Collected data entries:
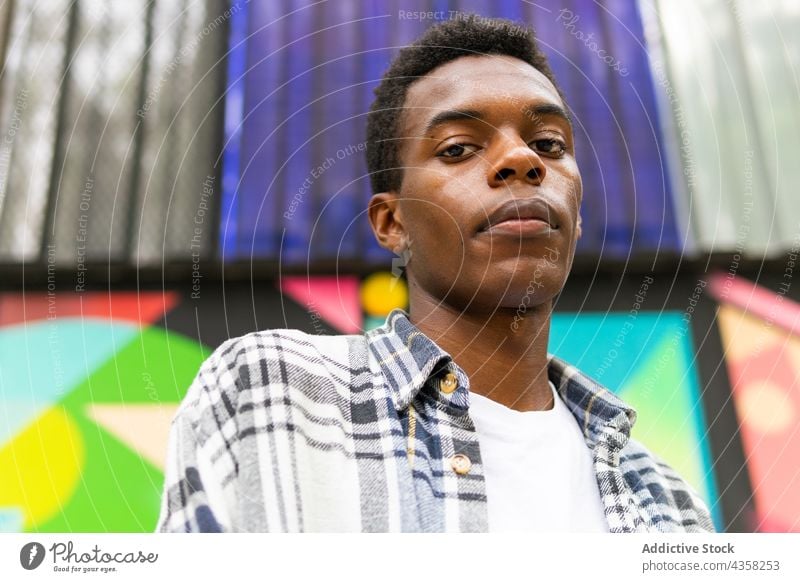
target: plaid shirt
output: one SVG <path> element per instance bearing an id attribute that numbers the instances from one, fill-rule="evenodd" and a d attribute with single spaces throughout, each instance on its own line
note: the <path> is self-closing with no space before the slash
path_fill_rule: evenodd
<path id="1" fill-rule="evenodd" d="M 633 409 L 555 357 L 548 373 L 592 451 L 609 531 L 714 531 L 697 494 L 629 438 Z M 468 411 L 466 374 L 400 309 L 364 335 L 228 340 L 173 420 L 157 529 L 488 531 Z"/>

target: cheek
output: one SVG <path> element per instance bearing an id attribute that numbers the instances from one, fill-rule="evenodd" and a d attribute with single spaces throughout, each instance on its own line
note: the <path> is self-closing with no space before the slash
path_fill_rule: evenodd
<path id="1" fill-rule="evenodd" d="M 412 245 L 424 244 L 448 255 L 463 252 L 464 208 L 448 193 L 449 179 L 432 171 L 416 171 L 409 178 L 403 182 L 401 204 Z"/>
<path id="2" fill-rule="evenodd" d="M 456 218 L 429 203 L 417 204 L 409 231 L 412 263 L 424 263 L 443 278 L 451 280 L 465 261 L 464 235 Z M 459 267 L 459 265 L 461 265 Z"/>
<path id="3" fill-rule="evenodd" d="M 551 178 L 552 181 L 549 184 L 553 194 L 551 200 L 560 206 L 561 214 L 568 222 L 566 228 L 569 235 L 572 236 L 577 230 L 578 214 L 583 199 L 583 184 L 580 174 L 577 167 L 571 165 L 563 168 L 560 172 L 553 172 Z"/>
<path id="4" fill-rule="evenodd" d="M 567 192 L 566 201 L 573 213 L 577 215 L 583 200 L 583 181 L 576 164 L 573 163 L 567 168 L 563 180 L 564 188 Z"/>

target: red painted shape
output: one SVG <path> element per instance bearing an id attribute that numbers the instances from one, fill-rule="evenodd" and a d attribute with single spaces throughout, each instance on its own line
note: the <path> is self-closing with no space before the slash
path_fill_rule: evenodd
<path id="1" fill-rule="evenodd" d="M 356 277 L 283 277 L 280 290 L 341 333 L 363 325 Z"/>
<path id="2" fill-rule="evenodd" d="M 711 275 L 708 289 L 717 301 L 736 305 L 750 315 L 800 335 L 800 304 L 786 297 L 785 291 L 776 293 L 738 275 L 730 277 L 725 273 Z"/>
<path id="3" fill-rule="evenodd" d="M 785 332 L 778 332 L 785 336 Z M 758 531 L 800 531 L 800 431 L 793 422 L 781 431 L 763 432 L 747 422 L 750 414 L 741 395 L 757 382 L 769 382 L 783 389 L 786 406 L 800 410 L 800 389 L 790 352 L 783 342 L 776 342 L 758 354 L 738 360 L 728 360 L 733 399 L 739 417 L 740 434 L 753 488 L 755 527 Z M 752 400 L 748 401 L 752 403 Z M 763 415 L 764 412 L 761 412 Z M 795 516 L 795 517 L 793 517 Z"/>
<path id="4" fill-rule="evenodd" d="M 59 317 L 93 317 L 136 323 L 142 327 L 175 307 L 174 291 L 47 291 L 0 293 L 0 326 Z"/>

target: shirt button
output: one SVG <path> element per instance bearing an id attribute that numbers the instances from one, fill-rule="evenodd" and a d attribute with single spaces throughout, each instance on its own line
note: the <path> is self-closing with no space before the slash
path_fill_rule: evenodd
<path id="1" fill-rule="evenodd" d="M 458 378 L 456 378 L 456 375 L 452 372 L 448 372 L 445 377 L 439 381 L 439 387 L 445 394 L 455 392 L 455 389 L 458 388 Z"/>
<path id="2" fill-rule="evenodd" d="M 450 466 L 453 468 L 453 471 L 459 475 L 466 475 L 472 468 L 472 461 L 469 460 L 467 455 L 458 453 L 457 455 L 450 457 Z"/>

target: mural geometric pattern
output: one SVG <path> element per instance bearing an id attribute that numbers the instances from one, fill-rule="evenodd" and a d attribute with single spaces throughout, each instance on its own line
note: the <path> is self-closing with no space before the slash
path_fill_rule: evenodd
<path id="1" fill-rule="evenodd" d="M 755 515 L 752 531 L 800 532 L 800 305 L 741 278 L 710 288 Z"/>
<path id="2" fill-rule="evenodd" d="M 24 301 L 0 295 L 0 531 L 152 531 L 169 422 L 211 349 L 256 328 L 372 328 L 384 312 L 407 308 L 405 284 L 387 275 L 336 284 L 284 278 L 259 291 L 257 321 L 249 301 L 229 300 L 224 310 L 206 304 L 210 345 L 190 337 L 196 307 L 177 293 L 84 293 L 55 308 L 44 293 Z M 13 315 L 20 307 L 27 318 Z M 550 351 L 636 408 L 634 438 L 687 478 L 720 528 L 700 382 L 681 316 L 559 313 Z"/>
<path id="3" fill-rule="evenodd" d="M 209 350 L 151 325 L 173 293 L 21 298 L 0 296 L 0 530 L 152 531 L 159 451 Z"/>

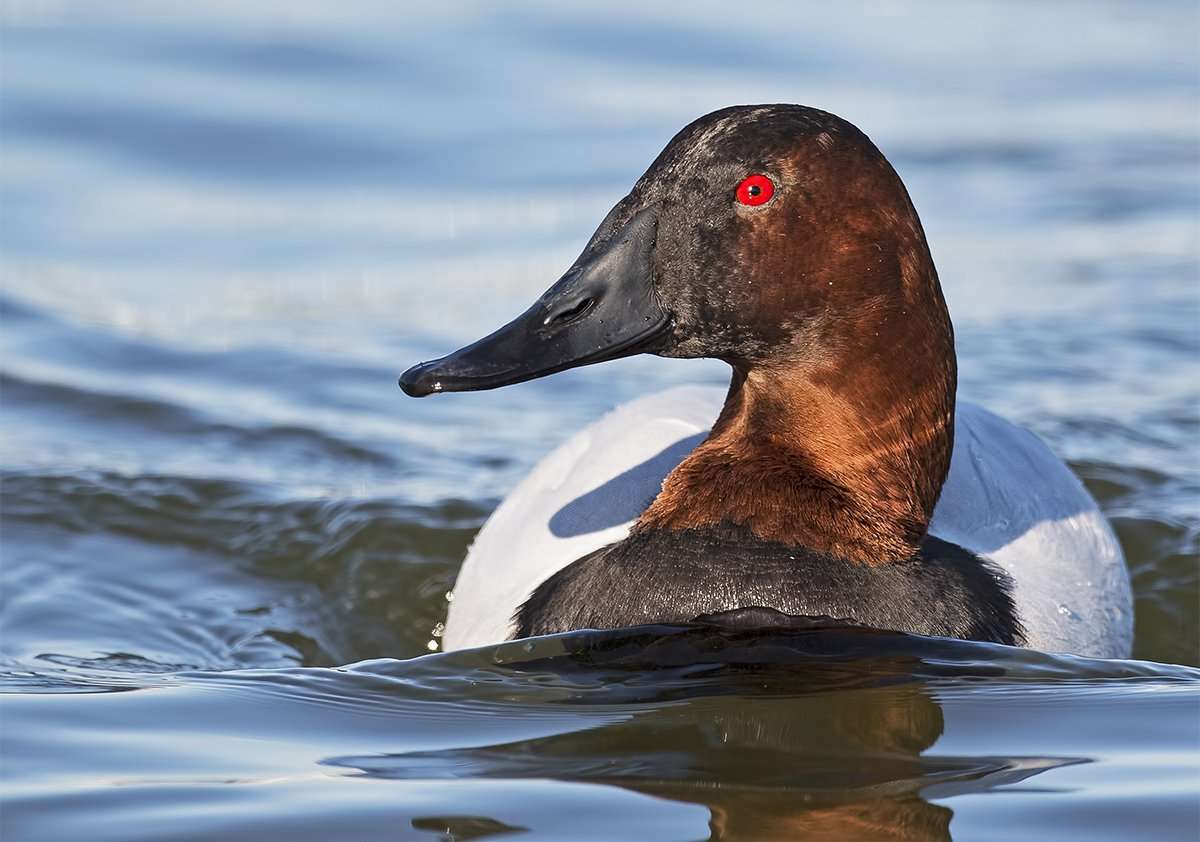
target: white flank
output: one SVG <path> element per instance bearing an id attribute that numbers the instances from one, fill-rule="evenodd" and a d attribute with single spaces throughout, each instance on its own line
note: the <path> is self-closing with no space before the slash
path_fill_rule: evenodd
<path id="1" fill-rule="evenodd" d="M 510 637 L 513 614 L 539 584 L 624 537 L 724 398 L 719 387 L 682 386 L 631 401 L 543 459 L 468 551 L 446 649 Z M 1031 648 L 1129 656 L 1133 606 L 1120 546 L 1079 480 L 1033 433 L 960 402 L 930 532 L 1012 577 Z"/>

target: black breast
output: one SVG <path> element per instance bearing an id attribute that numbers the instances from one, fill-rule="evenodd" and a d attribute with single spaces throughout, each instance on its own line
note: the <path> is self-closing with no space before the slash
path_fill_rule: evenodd
<path id="1" fill-rule="evenodd" d="M 871 566 L 731 525 L 635 532 L 547 579 L 514 620 L 516 636 L 530 637 L 755 607 L 915 634 L 1024 640 L 1008 577 L 956 544 L 927 536 L 907 561 Z"/>

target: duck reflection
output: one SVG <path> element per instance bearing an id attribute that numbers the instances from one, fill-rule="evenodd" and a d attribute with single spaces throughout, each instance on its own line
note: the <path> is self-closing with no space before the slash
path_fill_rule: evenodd
<path id="1" fill-rule="evenodd" d="M 627 714 L 602 727 L 328 762 L 389 778 L 604 783 L 703 805 L 709 838 L 720 840 L 950 839 L 953 812 L 931 796 L 1076 762 L 927 755 L 944 721 L 922 676 L 935 660 L 953 669 L 930 651 L 940 642 L 798 618 L 741 627 L 745 619 L 502 647 L 497 669 L 533 679 L 539 702 L 550 693 L 556 704 Z M 976 677 L 998 670 L 969 665 Z"/>

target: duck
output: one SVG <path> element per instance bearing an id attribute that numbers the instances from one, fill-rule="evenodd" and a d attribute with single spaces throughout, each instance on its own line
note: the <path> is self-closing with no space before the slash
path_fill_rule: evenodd
<path id="1" fill-rule="evenodd" d="M 921 221 L 850 122 L 700 117 L 528 310 L 400 386 L 634 354 L 721 360 L 729 386 L 637 398 L 537 464 L 469 548 L 443 648 L 785 615 L 1129 657 L 1110 525 L 1036 435 L 958 400 Z"/>

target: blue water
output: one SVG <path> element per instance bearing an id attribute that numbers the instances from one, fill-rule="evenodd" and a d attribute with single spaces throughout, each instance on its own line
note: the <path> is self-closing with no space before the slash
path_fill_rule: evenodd
<path id="1" fill-rule="evenodd" d="M 0 837 L 1200 835 L 1193 3 L 0 23 Z M 961 393 L 1100 501 L 1138 660 L 677 628 L 429 654 L 541 455 L 726 371 L 396 376 L 524 309 L 680 126 L 772 101 L 896 166 Z"/>

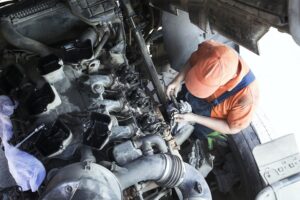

• [Work required] Out of the entries, report each line that contains the word "shirt".

• [Answer below]
target: plaid shirt
target: shirt button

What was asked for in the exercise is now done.